文書部分 —
= = = =
そう,日本のコンテンツの強さって,やっぱりそこじゃないですか。今回,アリスソフトさんのIPをお借りした理由の一つにも,実はそれがあります。イメージエポックは,RPGの開発には経験を積んだ実績があり,作れる仕組みがある。でも魅力的なキャラクターを作り上げるのは,それとは別軸の時間と体力を費やす必要があります。そして,時間と体力をかけるということは,それをペイできるだけの販売本数を見込まなくてはならない。
4Gamer:
それは,そうでしょうね。
御影氏:
「魅力的なキャラクター」に「魅力的な物語」,そして「ワクワクするゲームシステム」。この3つを全て高い水準に持って行くには,時間も体力もあまりに足りない。それならば,業界の先達が作り上げた魅力的なIPをお借りすることで開発期間を短縮し,若いスタッフに経験を積ませられたら,と考えました。……と言いつつ,やっぱり時間はかかってしまいましたけど(笑)。
TADA氏:
最初にお会いしたときも,御影さんは「スタッフを鍛え直したい」って言っていましたね。すごく印象に残っています。
御影氏:
ええ。今回,闘神都市を作らせていただいたことで得られた経験は,決して自分達だけでは得られなかった。この経験は,きっと次の作品に活かされると思うんです。
= = = =
データ部分 —
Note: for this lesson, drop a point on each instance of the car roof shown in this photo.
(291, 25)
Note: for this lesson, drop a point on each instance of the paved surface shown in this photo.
= = = =
課題 —
**a.** インタビューの「そう,日本のコンテンツの強さ」から「品に活かされると思うんです。」までを、「イメージエポック」を「開発チーム」に置き換えて写すこと。
**b.** インタビューについて次の問いに答えること。
(i) イメージエポックが経験を積んだ実績を持つのは何の開発か。
(ii) 御影氏が高い水準に持って行く必要があるとした3つは何か。
(iii) TADA氏によると、最初に会ったとき御影氏は何と言っていたか。

正解 —
**a.**
そう,日本のコンテンツの強さって,やっぱりそこじゃないですか。今回,アリスソフトさんのIPをお借りした理由の一つにも,実はそれがあります。開発チームは,RPGの開発には経験を積んだ実績があり,作れる仕組みがある。でも魅力的なキャラクターを作り上げるのは,それとは別軸の時間と体力を費やす必要があります。そして,時間と体力をかけるということは,それをペイできるだけの販売本数を見込まなくてはならない。
4Gamer:
それは,そうでしょうね。
御影氏:
「魅力的なキャラクター」に「魅力的な物語」,そして「ワクワクするゲームシステム」。この3つを全て高い水準に持って行くには,時間も体力もあまりに足りない。それならば,業界の先達が作り上げた魅力的なIPをお借りすることで開発期間を短縮し,若いスタッフに経験を積ませられたら,と考えました。……と言いつつ,やっぱり時間はかかってしまいましたけど(笑)。
TADA氏:
最初にお会いしたときも,御影さんは「スタッフを鍛え直したい」って言っていましたね。すごく印象に残っています。
御影氏:
ええ。今回,闘神都市を作らせていただいたことで得られた経験は,決して自分達だけでは得られなかった。この経験は,きっと次の作品に活かされると思うんです。

**b.**
(i) RPGの開発
(ii) 「魅力的なキャラクター」「魅力的な物語」「ワクワクするゲームシステム」
(iii) 「スタッフを鍛え直したい」